===== Source data
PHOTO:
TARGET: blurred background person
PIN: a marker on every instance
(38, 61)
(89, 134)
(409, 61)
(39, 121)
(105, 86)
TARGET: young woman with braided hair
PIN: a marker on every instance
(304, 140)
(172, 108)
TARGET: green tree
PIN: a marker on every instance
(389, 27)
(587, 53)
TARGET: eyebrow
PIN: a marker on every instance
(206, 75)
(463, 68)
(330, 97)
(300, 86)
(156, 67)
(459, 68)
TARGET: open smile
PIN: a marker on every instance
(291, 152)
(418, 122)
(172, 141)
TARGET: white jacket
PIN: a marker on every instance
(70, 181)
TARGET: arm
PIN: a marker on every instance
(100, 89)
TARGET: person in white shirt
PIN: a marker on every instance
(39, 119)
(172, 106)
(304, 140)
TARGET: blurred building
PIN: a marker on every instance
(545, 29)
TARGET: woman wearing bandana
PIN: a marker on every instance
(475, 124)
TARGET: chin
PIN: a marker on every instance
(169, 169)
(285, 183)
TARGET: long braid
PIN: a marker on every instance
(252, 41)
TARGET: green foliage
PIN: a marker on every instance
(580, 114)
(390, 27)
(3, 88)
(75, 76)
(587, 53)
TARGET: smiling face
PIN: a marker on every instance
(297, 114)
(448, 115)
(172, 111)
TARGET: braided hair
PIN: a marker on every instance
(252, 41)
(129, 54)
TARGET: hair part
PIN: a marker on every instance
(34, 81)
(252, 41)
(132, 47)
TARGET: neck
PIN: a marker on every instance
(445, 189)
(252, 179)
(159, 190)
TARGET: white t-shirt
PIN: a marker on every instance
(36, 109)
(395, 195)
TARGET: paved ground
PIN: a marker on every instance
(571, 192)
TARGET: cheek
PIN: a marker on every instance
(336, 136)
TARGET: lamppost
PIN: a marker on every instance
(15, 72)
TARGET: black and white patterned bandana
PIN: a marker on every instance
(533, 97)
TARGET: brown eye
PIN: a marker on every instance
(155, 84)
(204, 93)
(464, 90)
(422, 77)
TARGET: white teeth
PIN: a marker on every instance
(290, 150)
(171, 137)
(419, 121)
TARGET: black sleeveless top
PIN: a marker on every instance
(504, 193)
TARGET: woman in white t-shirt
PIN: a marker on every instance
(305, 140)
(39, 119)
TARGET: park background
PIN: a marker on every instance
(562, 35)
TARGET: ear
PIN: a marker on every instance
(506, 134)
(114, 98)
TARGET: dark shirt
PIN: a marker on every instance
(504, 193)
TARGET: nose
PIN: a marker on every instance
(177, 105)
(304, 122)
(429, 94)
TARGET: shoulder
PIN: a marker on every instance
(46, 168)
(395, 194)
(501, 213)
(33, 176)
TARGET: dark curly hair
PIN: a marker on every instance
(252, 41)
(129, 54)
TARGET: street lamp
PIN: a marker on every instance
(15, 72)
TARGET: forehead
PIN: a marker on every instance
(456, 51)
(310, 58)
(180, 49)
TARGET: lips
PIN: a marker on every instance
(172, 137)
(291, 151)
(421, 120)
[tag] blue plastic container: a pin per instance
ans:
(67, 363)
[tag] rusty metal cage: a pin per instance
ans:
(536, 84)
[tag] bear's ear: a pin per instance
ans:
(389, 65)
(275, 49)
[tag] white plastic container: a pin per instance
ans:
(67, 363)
==========
**Exercise requirements:**
Copy every line of the material above, from start to finish, without changing anything.

**Completed exercise:**
PHOTO:
TARGET: blurred background person
PIN: a marker on every instance
(38, 61)
(89, 134)
(409, 61)
(39, 121)
(105, 86)
TARGET: young woman with braided hair
PIN: a marker on every instance
(304, 140)
(172, 108)
TARGET: green tree
PIN: a marker on every instance
(389, 27)
(587, 53)
TARGET: eyebrow
PIN: a marker on every instance
(206, 75)
(463, 68)
(330, 97)
(300, 86)
(156, 67)
(459, 68)
TARGET: open smile
PIN: a marker on every instance
(291, 152)
(418, 122)
(172, 141)
TARGET: white jacket
PIN: a marker on every instance
(70, 181)
TARGET: arm
PIN: a marker on every instance
(100, 89)
TARGET: person in white shirt
PIN: a marker on every instance
(39, 119)
(172, 106)
(304, 140)
TARGET: blurred building
PIN: a marker on every instance
(545, 29)
TARGET: woman wearing bandana
PIN: a marker on every instance
(475, 124)
TARGET: chin
PIN: a marker on every instance
(169, 169)
(285, 183)
TARGET: long braid
PIN: a marker on every instance
(252, 41)
TARGET: green foliage
PIN: a marker on every instance
(580, 114)
(390, 27)
(3, 88)
(75, 76)
(587, 53)
TARGET: smiling face
PIN: a marker on every instance
(297, 114)
(448, 115)
(172, 111)
TARGET: braided hair
PIN: a marker on every instance
(252, 41)
(129, 54)
TARGET: hair part
PIN: a marker on every instance
(34, 81)
(252, 41)
(132, 47)
TARGET: neck
PIN: a marker on every instance
(445, 189)
(252, 179)
(159, 190)
TARGET: white t-shirt
PIN: a marker on every instance
(36, 109)
(395, 195)
TARGET: paved ground
PIN: a marker on every instance
(571, 192)
TARGET: cheek
PIN: a marker on every instance
(336, 136)
TARGET: lamppost
PIN: a marker on every instance
(15, 72)
TARGET: black and white patterned bandana
PIN: a marker on every instance
(533, 97)
TARGET: brown eye
PIN: a marker on every instance
(155, 84)
(204, 93)
(464, 90)
(422, 77)
TARGET: white teeth
PIN: a marker on every instance
(290, 150)
(171, 137)
(419, 121)
TARGET: black sleeveless top
PIN: a marker on every instance
(504, 193)
TARGET: woman in white t-shirt
PIN: a marker on every instance
(305, 140)
(39, 119)
TARGET: park background
PIN: a marker on every instance
(562, 35)
TARGET: ear
PIN: a marker on every instance
(506, 134)
(114, 98)
TARGET: dark shirt
PIN: a marker on every instance
(504, 193)
TARGET: nose
PIN: a marker on every instance
(177, 105)
(304, 122)
(429, 94)
TARGET: shoulder
PIN: a marker on every instance
(46, 168)
(395, 194)
(501, 213)
(33, 176)
TARGET: dark curly hair
PIN: a marker on every instance
(252, 41)
(129, 54)
TARGET: street lamp
PIN: a marker on every instance
(15, 72)
TARGET: forehead
PIN: a marker on every instance
(456, 51)
(310, 58)
(180, 49)
TARGET: lips
PIN: a marker on every instance
(172, 137)
(291, 151)
(421, 120)
[tag] blue plastic container: a pin per instance
ans:
(67, 363)
[tag] rusty metal cage: a pin per instance
ans:
(536, 84)
[tag] bear's ear: a pin per instance
ans:
(389, 65)
(275, 49)
[tag] white plastic container: a pin per instance
ans:
(67, 363)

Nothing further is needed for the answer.